Given the material below, return only the lines starting at the line with "column 182, row 404" and ending at the line with "column 844, row 101", exactly as they appear.

## DATA RECORDS:
__________________________________________________

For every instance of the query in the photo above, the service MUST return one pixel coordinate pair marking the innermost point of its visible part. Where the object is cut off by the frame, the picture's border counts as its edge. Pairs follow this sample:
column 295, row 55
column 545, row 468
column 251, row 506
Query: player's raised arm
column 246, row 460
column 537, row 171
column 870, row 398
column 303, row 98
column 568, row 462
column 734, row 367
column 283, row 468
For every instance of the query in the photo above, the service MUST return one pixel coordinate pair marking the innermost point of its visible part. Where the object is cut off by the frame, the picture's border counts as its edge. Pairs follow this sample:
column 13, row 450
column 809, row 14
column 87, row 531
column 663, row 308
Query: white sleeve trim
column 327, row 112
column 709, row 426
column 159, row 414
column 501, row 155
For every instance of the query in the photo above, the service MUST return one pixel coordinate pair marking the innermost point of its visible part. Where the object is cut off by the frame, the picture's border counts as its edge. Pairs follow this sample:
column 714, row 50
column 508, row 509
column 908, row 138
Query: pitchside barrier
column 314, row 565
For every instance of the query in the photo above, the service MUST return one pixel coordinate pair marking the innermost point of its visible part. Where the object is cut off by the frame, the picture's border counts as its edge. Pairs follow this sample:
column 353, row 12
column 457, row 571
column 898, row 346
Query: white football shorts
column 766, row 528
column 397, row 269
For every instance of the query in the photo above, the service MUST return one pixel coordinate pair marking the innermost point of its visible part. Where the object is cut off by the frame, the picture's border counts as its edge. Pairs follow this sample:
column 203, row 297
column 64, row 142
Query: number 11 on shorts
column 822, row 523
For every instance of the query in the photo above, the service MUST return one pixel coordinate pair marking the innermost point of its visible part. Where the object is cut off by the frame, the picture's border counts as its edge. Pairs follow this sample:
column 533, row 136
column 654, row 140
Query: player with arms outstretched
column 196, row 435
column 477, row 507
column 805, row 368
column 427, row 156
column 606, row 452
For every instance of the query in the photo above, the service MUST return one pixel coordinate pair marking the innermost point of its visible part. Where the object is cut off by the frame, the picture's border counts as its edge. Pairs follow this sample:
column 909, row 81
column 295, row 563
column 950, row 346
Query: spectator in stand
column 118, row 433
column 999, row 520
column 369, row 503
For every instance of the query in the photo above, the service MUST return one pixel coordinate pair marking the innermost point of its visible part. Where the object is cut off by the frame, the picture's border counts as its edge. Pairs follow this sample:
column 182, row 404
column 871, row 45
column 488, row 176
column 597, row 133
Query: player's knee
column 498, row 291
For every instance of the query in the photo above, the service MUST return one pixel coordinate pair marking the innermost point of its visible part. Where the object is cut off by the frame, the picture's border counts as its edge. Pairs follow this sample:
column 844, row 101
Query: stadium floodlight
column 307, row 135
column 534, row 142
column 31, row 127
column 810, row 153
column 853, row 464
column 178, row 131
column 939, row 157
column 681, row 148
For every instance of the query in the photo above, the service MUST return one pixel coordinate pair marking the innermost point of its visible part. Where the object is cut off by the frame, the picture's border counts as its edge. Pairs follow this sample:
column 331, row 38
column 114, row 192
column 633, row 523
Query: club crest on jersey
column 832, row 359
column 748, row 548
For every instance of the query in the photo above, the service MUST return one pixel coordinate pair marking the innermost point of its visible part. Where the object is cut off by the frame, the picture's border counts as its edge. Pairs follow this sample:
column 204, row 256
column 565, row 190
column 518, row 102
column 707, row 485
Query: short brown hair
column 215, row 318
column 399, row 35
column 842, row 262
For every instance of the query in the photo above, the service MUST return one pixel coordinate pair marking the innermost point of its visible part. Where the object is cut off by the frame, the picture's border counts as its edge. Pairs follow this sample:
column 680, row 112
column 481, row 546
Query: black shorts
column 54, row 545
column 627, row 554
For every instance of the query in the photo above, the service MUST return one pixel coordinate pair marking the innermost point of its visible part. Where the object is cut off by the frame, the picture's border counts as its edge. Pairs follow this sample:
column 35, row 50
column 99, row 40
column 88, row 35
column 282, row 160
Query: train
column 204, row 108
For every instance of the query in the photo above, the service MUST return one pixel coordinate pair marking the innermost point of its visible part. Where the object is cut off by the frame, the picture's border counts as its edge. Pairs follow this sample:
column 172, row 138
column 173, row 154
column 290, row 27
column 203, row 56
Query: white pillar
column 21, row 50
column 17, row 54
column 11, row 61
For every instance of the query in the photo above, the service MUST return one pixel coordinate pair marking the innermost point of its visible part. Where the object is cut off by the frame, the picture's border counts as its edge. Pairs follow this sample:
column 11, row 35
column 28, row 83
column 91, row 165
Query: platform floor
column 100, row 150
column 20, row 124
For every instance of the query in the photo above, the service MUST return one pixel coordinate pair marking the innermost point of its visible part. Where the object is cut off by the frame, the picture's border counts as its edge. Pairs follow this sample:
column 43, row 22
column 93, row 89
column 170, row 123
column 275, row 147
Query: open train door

__________________________________________________

## SOLUTION BELOW:
column 182, row 404
column 871, row 45
column 488, row 176
column 597, row 133
Query: player's knee
column 498, row 291
For every instance of the query in the photo above, the service MUST return one pixel coordinate pair marking the innermost point of its visible part. Where the object is cut off by the frame, the picture's border counts as its edge. Pairs follow this sample:
column 844, row 101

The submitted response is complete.